I live in Scales. “Sketchy Scales,” as you may have heard it called. If you haven’t heard of it, it’s on Lakeside, neighbor to both Mary Walker and Waterbury. Don’t bother to stop by, though. It’s not much to see, unless you’re into bad architecture and poorly-kept landscaping.
My freshman year I applied to live in Johnson. I guess I didn’t get my paperwork in quickly enough, because somehow my roommate and I got stuck in Scales. A far cry from Johnson, for sure. I had never heard of Scales before I had been assigned to live there. After I got the email confirming my living arrangements, I remember remarking to my roommate online that, based on the glimpse I got of it on my tour, it seemed like it’d be nice enough. Boy, did I have no idea what I was in for.
Freshman year I not only lived in Scales, I lived on the third floor of Scales, which was, and is, unquestionably the worst floor of Scales. After a year of living adjacent to drug dealers, running up and down four flights of stairs to do my laundry in washers and dryers that broke every other week, using a bathroom that looked like it could never be cleansed of its filth, no matter how many times it was cleaned every week and being treated to a view of a giant pine tree directly outside my window every time I walked into my room, I was ready to leave Scales. I had grand dreams of Funnelle or Riggs, and I was too much of a naïve freshman to listen to the warnings that I got from upperclassmen about how unrealistic my plans were.
I was devastated when my housing lottery number came up: my only choices outside of Scales were Waterbury and Cayuga, and I knew that neither of those dorms was better than Scales. So, my roommate and I ended up on the first floor of Scales for our sophomore year.

##########

(THE EXERCISE) Write a continuation of the essay about living in the Scales dorm, picking up right after its last sentence.

Location identification entries
##########

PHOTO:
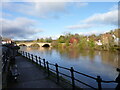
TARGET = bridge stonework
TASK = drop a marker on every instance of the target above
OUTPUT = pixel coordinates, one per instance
(30, 43)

##########

(WRITTEN RESPONSE)
When we finally accepted our fate, there was nothing we could do but start looking up. We wouldn’t have to walk up and down so many stairs every day, we realized. We’d have a view of the lake instead of darkness, pine needles and the occasional squirrel. The kitchen was right downstairs, the desk was right down the hall—we’d only have to walk thirty feet or so to get our lockout key, rent the vacuum or get our popcorn, Easy Mac or Campbell’s soup microwaved. Best of all, a dozen of our friends were moving to or already lived on the first floor. The silver lining went on for miles.
Now that I’ve lived almost a full semester of this year in Scales, I can say with confidence that I’ll be sad to leave after my sophomore year is over. I haven’t become delusional in an attempt to escape my tragic reality, I swear. I still know that Scales is one of the worst dorms on campus. The stairwells look like they haven’t been cleaned in a decade, we’re as far away from Lakeside Dining Hall as you can be while still living on Lakeside, there’s duct tape on our window screens that doesn’t actually keep any bugs out (my roommate woke up with a weird bug in her hair one time and she’s never been the same), the front door is extremely delayed in opening after you scan your ID—I could go on. But as dirty and broken and inconvenient as Scales can be, it has something that most dorms do not: a family.
I know I’ll still see all the friends I’ve made in Scales long after I’ve left, but I’ll treasure my last semester there all the same. After all, it won’t be the same Scales I know when they’re gone. Because of them, Scales is my home here at Oswego. So, a big thank you from me to the residents of Scales who make up the big, weird, happy family that makes Scales worth living in. You know who you are.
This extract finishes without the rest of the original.